PROVIDED ENTRIES:
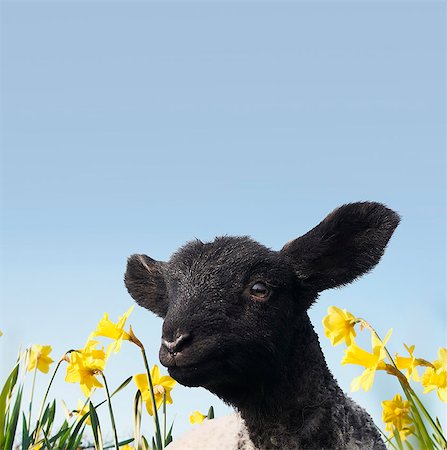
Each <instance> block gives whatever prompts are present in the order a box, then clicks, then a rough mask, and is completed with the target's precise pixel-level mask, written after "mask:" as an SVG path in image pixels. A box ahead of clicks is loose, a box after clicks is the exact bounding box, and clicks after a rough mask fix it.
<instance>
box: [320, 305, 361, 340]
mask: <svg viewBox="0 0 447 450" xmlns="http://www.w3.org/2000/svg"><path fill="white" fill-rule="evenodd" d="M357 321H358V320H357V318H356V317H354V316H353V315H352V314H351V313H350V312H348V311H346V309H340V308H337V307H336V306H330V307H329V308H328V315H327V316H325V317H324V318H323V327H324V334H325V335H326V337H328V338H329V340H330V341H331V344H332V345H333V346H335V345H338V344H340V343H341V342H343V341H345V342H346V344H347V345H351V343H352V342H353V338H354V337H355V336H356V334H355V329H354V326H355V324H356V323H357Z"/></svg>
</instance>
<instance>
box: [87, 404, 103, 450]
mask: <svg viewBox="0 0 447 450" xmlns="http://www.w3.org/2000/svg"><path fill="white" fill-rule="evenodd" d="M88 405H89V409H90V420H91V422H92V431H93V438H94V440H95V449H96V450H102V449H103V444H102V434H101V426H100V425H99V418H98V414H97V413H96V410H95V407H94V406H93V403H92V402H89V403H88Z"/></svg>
* * *
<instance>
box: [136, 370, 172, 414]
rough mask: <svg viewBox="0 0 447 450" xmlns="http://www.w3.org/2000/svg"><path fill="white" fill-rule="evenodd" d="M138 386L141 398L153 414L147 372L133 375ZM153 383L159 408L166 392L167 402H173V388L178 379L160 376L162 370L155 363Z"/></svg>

WORK INSTRUCTION:
Format the material from the line containing "Each <instance> block" through the line containing "box: [320, 305, 361, 340]" as a JSON list of strings, one string per line, leaving out any blank lines.

TASK ANSWER:
[
  "Each <instance> block gives whatever prompts are present in the order a box, then clicks, then a rough mask, and is completed with the target's precise pixel-level mask, written after \"mask:\" as an SVG path in image pixels. A box ahead of clicks is loose, a box after clicks is the exact bounding box, and clicks after a rough mask fix it.",
  "<instance>",
  "box: [320, 305, 361, 340]"
]